- Task requirements -
Everything from the line containing "of the dark" down to the last line of the entries below must be transcribed exactly, and nothing else.

____ Available records

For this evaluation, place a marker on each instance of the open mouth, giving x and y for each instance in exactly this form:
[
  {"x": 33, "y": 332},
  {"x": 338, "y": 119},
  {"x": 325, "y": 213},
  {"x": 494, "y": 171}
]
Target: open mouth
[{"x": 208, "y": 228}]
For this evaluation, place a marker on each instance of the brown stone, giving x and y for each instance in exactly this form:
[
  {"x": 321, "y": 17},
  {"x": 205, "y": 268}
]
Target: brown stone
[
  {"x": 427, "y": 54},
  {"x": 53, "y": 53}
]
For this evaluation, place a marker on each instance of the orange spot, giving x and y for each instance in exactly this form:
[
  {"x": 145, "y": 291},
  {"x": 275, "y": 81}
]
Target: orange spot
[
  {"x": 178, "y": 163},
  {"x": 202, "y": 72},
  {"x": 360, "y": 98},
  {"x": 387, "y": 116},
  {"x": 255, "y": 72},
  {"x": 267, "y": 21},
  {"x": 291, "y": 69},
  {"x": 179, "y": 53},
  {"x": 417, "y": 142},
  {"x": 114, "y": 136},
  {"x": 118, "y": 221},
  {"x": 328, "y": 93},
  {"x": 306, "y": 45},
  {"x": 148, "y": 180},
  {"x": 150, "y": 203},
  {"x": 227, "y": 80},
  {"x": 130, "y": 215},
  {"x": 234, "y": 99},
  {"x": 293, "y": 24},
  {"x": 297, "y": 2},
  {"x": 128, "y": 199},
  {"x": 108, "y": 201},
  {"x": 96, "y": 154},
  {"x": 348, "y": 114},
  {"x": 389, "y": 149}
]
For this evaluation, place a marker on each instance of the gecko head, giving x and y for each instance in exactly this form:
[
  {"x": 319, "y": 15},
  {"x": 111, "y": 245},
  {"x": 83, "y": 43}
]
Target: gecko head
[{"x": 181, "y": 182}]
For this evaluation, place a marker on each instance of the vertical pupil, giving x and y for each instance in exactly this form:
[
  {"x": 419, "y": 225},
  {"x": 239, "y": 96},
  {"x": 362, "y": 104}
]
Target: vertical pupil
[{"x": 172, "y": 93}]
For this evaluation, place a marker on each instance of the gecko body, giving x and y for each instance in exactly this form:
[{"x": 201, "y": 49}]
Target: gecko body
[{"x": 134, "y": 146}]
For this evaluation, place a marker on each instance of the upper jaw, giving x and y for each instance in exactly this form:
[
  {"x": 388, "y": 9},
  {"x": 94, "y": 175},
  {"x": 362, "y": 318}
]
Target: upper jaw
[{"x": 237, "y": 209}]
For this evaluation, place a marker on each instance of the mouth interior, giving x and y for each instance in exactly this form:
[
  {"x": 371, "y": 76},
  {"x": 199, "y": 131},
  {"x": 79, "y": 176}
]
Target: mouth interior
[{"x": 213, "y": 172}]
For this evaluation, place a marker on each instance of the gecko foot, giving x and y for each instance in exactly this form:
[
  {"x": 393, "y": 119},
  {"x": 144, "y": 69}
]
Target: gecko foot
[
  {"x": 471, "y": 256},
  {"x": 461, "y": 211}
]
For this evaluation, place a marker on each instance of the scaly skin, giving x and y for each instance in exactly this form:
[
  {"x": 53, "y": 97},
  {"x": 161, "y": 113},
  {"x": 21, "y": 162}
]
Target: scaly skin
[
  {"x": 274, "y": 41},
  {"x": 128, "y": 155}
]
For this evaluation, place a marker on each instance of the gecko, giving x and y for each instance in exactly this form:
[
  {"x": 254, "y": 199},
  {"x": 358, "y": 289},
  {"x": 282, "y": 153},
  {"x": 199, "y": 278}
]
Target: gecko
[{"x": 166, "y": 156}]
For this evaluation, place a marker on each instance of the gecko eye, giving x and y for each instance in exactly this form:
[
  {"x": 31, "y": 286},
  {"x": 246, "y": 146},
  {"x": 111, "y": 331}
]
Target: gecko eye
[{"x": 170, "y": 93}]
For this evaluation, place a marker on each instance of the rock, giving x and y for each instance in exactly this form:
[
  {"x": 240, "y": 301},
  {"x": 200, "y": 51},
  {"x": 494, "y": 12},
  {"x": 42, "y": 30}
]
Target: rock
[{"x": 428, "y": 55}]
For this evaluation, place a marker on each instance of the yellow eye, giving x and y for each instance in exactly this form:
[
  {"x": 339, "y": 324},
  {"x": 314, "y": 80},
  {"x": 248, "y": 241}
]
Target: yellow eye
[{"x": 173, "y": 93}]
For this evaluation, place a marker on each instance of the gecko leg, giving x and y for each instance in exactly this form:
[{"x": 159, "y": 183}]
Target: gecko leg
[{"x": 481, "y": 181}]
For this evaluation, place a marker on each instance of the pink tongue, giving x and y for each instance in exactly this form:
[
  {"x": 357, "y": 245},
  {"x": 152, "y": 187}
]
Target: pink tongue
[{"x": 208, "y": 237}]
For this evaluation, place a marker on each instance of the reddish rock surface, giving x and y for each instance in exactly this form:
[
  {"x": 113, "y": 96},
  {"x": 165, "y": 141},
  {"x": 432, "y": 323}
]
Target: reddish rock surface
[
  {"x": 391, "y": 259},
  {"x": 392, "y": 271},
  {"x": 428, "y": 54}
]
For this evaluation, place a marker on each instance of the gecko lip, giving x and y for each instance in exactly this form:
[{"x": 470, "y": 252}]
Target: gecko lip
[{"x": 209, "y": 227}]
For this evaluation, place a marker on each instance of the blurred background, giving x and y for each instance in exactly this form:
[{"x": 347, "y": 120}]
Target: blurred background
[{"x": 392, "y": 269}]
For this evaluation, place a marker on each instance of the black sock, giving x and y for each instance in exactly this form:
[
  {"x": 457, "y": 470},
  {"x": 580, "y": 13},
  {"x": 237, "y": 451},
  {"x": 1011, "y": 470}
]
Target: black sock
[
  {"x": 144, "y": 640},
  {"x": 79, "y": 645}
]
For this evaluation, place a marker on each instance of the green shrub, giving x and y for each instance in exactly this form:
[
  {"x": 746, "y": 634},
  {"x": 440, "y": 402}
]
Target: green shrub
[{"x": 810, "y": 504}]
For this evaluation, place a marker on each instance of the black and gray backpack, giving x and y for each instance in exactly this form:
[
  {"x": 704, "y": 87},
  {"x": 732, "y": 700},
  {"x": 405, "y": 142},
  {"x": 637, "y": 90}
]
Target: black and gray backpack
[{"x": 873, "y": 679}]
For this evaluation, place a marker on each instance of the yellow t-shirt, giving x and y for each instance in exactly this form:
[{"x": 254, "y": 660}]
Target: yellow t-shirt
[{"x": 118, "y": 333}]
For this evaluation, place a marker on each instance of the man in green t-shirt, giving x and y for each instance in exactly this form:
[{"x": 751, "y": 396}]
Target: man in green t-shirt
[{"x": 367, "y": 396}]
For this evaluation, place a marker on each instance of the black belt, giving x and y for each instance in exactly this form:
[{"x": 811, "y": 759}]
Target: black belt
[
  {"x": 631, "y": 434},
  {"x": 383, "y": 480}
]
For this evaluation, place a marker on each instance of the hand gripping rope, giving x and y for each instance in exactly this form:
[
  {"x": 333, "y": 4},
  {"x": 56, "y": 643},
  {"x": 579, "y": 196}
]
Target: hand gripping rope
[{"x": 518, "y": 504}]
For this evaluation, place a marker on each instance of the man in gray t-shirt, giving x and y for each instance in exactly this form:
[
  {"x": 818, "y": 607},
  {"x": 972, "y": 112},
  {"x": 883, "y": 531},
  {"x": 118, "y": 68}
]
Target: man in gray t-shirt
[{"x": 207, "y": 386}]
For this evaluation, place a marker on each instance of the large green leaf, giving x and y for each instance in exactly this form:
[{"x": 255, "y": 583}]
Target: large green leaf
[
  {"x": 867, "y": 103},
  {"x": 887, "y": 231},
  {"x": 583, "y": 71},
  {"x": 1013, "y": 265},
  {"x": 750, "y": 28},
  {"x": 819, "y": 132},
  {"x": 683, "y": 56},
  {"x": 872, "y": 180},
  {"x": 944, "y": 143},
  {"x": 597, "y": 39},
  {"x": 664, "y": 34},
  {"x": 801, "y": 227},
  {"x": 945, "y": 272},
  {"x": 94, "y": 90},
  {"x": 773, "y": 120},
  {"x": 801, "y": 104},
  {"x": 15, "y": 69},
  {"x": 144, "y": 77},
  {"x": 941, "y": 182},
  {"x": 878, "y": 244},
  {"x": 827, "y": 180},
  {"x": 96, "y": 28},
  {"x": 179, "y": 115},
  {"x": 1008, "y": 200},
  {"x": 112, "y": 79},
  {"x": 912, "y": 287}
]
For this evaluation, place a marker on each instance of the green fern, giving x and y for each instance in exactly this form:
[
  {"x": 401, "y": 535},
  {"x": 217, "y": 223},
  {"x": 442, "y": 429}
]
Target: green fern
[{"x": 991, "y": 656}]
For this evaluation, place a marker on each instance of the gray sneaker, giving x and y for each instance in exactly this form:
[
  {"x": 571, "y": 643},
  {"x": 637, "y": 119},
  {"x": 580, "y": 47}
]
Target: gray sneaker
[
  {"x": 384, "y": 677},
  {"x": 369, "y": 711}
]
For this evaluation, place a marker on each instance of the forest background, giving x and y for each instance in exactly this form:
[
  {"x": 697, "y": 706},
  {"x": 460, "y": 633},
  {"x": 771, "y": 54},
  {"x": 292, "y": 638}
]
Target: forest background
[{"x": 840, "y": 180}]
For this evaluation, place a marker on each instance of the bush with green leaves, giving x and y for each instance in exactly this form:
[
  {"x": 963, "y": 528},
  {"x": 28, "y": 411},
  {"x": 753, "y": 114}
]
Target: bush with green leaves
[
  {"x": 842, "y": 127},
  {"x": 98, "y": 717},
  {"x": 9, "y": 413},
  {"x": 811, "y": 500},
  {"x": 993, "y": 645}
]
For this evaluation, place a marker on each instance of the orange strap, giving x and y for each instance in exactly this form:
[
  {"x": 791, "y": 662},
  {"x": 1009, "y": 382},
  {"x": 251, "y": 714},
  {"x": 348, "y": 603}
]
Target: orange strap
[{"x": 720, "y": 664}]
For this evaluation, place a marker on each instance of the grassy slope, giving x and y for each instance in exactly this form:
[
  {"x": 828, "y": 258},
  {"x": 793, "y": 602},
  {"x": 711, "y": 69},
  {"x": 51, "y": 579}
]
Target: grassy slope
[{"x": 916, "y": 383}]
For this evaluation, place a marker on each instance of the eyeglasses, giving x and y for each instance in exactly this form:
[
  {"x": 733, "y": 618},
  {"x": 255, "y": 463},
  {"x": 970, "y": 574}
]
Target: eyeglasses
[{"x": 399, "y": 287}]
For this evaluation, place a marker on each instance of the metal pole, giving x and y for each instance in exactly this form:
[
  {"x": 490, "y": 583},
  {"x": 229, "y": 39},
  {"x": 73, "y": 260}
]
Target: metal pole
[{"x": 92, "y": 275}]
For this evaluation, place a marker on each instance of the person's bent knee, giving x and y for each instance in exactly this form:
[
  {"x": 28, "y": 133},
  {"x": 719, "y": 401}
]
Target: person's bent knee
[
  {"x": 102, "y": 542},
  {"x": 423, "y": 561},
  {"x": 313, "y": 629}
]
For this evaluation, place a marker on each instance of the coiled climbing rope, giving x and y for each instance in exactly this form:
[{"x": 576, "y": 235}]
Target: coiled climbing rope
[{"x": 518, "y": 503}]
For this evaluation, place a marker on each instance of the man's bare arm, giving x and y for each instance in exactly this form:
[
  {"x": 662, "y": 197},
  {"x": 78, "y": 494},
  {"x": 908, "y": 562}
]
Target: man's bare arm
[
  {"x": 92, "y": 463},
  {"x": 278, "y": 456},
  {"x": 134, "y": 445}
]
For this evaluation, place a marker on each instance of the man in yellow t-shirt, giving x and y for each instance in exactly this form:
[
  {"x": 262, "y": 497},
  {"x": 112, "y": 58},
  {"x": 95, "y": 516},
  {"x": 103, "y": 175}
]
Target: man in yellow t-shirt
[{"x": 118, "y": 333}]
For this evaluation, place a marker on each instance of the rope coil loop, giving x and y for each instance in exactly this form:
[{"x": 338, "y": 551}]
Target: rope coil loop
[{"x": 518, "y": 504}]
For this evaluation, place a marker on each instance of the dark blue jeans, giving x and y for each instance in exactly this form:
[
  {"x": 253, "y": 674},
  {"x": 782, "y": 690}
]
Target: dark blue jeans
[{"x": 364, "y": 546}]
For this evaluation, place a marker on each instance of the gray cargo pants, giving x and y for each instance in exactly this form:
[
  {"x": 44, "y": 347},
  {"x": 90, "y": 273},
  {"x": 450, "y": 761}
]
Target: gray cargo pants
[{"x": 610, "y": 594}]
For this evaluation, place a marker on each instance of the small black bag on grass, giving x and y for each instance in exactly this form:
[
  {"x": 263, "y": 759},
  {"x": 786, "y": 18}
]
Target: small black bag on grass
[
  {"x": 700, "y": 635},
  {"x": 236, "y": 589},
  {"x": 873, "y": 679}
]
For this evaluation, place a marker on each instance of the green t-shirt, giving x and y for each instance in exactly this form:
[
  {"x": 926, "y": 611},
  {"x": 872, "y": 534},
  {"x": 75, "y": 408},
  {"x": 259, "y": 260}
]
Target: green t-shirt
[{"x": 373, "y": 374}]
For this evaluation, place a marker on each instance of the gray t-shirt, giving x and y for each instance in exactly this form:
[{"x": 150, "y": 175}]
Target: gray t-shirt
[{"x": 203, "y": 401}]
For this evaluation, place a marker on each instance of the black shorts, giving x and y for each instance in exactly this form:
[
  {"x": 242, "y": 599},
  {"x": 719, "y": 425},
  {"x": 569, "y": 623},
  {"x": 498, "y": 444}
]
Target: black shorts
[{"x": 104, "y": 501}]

________

- Solution for this problem -
For this evaluation, place a marker on each instance of the dark blue jeans, giving x and y for each instance in exactly this form:
[
  {"x": 253, "y": 674},
  {"x": 782, "y": 690}
]
Target: dark blue jeans
[{"x": 364, "y": 546}]
For this evaluation, place a marker on each instance of the gray cargo pants, giving x and y for each instance in exactly this form:
[
  {"x": 44, "y": 347},
  {"x": 90, "y": 273},
  {"x": 450, "y": 761}
]
Target: gray cargo pants
[{"x": 610, "y": 594}]
For this evaluation, place a marker on each instance of the small black bag on grass, giving x and y for each instance in exactly this form:
[
  {"x": 263, "y": 759},
  {"x": 786, "y": 18}
]
Target: small black bag on grass
[
  {"x": 700, "y": 635},
  {"x": 236, "y": 589},
  {"x": 873, "y": 679}
]
For this evaluation, place a marker on each instance of the green t-shirt, giving x and y for each instance in exactly this form:
[
  {"x": 926, "y": 611},
  {"x": 872, "y": 534},
  {"x": 75, "y": 408},
  {"x": 259, "y": 260}
]
Target: green t-shirt
[{"x": 373, "y": 374}]
For this evaluation, place a marker on each instance of the gray t-shirt, giving x and y for each instance in exactly this form:
[{"x": 150, "y": 175}]
Target: gray t-shirt
[{"x": 203, "y": 401}]
For this evaluation, place a marker on each instance of the black shorts, giving x and y for each instance in exactly this form:
[
  {"x": 242, "y": 599},
  {"x": 719, "y": 425},
  {"x": 569, "y": 623},
  {"x": 498, "y": 444}
]
Target: black shorts
[{"x": 104, "y": 501}]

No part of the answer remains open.